It was decided that C-DAC should be along the C-Dot model, which was already successful. It was not a smooth journey. I could not recruit anyone for six months. The project was set up in Pune. People said, why Pune, so Mr. Nambiar said, “he has taken the responsibility and if he says Pune, that is where it will be set up. We have always built the CSIR laboratories around people. Dr. Bhaba wanted it in Bombay, so TIFR was in Bombay. Dr. Sarabhai wanted it in Thiruvanantapuram so it was in Thiruvanantapuram, now Dr. Bhatkar wants it in Pune, it will be in Pune. If you are taking responsibility, you build it.”
ML: Why did you choose Pune?
VB: I had a choice between Pune, Delhi and Bangalore. I did not want Delhi, because it would have been too politicised. I didn’t want Bangalore. Pune was a centre of learning, had good education facilities and a good climate.
ML: You said you could not recruit for six months.
VB: Because of the minority commission and problems with it. But I had put an advertisement to hire people and a lot of people joined. The C-DAC model was a contract model and we had all left our jobs and gone there. Amazingly they worked for six months without a salary and even travelled with their own money. I was surprised that in the security-conscious environment of India, people were actually willing to join me and work without a salary for six months.
ML: Was the supercomputer done in time?
VB: In 1990, in just two years, we had built the supercomputer. But I knew the Indian psychology. Unless the world accepts that we have built it, even our own scientists will not accept it. Fortunately, at that time Zurich had an exhibition on supercomputers. The US was also participating. Apart from the Cray, they had an Intel-based system based on the parallel processing system and one from Boston. There was a Russian, German and Anglo-French consortium that was exhibiting.
We had all kinds of nerve-racking bureaucratic hurdles over taking the system to Zurich. We finally landed just a day before the exhibition. We weren’t sure we could even assemble a supercomputer in time and make it work. Fortunately, our engineers worked over time and managed to get it ready for the next day. At the exhibition, the Russian and German systems did not work. All the top computer scientists, including those who built the earliest computers in the world were there. All the top scientists whose work I had studied. I was intimidated that I had to make a presentation to them. But when the benchmarking was done, our system worked well and was next only to the Intel system. And at that time it became clear that India had built a prototype.
ML: How did you get the components?
VB: We got the components from UK and Germany and routed them through different countries. I won’t say whether it was right or wrong, but we got the components.

===

=== WORK TO COMPLETE ===
• 1. According to the interview excerpt, in what year was the supercomputer built?
• 2. In the listing, reproduce the lines starting with the line containing "Retail shelf audit: identify every dense" and going on through the end of the listing, with "foliage" replaced by "shrubbery" and nothing else changed.

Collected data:
===

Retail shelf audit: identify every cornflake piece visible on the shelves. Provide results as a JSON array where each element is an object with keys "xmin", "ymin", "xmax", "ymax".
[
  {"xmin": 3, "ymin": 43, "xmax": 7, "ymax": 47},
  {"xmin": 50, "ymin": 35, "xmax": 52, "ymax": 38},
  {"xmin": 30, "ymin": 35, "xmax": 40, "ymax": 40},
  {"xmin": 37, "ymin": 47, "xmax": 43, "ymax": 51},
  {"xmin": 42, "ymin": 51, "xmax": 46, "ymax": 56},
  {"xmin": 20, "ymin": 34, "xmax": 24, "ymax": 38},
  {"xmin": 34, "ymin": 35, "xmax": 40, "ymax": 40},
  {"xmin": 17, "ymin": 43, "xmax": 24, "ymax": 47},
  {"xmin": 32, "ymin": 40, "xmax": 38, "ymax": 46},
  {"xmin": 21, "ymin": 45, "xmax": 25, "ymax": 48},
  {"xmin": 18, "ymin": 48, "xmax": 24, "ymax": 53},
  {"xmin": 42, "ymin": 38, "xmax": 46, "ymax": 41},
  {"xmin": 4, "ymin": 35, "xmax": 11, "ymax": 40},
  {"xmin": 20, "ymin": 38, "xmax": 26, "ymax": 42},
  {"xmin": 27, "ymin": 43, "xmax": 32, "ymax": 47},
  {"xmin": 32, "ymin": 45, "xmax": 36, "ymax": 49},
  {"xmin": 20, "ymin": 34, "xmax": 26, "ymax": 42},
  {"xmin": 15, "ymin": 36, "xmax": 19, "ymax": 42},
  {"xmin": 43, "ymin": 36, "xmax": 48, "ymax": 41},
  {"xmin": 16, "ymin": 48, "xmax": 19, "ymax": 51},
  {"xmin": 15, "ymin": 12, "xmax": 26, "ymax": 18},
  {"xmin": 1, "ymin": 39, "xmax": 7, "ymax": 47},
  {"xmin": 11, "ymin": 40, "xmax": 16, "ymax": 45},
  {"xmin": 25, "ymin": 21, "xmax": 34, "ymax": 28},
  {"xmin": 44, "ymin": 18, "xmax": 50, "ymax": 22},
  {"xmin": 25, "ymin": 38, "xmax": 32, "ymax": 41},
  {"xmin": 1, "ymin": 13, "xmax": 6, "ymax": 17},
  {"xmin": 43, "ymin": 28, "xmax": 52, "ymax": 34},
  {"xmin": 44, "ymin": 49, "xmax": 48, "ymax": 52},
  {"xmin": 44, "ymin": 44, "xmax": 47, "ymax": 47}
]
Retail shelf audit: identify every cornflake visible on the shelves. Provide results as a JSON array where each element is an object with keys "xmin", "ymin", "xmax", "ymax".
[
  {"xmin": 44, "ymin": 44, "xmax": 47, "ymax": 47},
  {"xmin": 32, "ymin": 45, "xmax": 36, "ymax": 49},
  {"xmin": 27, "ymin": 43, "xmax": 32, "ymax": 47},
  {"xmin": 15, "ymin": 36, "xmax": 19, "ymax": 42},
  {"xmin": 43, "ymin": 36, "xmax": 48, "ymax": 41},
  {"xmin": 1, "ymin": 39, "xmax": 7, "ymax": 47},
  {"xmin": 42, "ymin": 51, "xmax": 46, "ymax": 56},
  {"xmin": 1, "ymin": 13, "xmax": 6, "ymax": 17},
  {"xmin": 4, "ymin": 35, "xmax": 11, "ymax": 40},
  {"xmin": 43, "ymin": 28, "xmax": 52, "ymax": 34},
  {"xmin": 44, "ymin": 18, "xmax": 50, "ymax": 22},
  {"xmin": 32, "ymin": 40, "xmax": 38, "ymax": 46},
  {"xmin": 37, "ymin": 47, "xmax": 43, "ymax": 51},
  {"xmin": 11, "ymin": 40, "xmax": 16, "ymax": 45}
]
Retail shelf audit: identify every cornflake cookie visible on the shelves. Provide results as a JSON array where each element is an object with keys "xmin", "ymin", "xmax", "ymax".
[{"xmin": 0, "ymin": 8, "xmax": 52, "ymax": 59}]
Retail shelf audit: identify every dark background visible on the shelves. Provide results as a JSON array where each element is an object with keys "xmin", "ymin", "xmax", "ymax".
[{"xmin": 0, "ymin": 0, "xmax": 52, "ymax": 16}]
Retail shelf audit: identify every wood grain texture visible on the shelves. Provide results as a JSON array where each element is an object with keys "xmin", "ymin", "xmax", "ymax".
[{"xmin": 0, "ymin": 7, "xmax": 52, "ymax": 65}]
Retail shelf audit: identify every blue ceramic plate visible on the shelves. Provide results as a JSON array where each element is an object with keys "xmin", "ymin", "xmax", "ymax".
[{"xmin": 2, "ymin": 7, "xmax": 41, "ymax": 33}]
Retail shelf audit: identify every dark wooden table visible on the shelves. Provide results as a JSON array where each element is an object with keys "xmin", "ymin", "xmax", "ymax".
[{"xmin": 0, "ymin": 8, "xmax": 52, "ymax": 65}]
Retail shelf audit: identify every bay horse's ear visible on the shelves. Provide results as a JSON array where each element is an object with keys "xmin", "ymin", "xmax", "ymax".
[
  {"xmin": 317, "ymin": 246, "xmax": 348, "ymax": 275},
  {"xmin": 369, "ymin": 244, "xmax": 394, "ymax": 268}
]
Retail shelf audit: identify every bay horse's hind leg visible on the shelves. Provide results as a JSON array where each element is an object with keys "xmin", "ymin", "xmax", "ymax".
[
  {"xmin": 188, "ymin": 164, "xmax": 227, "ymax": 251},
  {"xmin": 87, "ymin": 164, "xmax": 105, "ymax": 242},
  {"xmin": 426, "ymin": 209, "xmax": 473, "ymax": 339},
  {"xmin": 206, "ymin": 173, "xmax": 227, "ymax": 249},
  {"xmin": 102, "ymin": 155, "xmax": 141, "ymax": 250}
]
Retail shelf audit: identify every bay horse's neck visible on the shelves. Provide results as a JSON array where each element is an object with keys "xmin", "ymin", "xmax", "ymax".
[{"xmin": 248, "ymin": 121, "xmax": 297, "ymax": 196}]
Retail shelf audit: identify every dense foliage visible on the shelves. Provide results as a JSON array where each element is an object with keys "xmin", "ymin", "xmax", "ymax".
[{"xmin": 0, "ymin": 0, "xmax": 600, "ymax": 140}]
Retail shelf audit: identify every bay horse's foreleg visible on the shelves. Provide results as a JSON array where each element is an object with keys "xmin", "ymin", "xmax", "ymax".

===

=== RESULTS FOR THE EXERCISE ===
• 1. 1990

• 2.
Retail shelf audit: identify every dense shrubbery visible on the shelves. Provide results as a JSON array where each element is an object with keys "xmin", "ymin", "xmax", "ymax".
[{"xmin": 0, "ymin": 0, "xmax": 600, "ymax": 140}]
Retail shelf audit: identify every bay horse's foreleg visible on the shelves. Provide results as a JSON array where each element is an object with keys "xmin", "ymin", "xmax", "ymax".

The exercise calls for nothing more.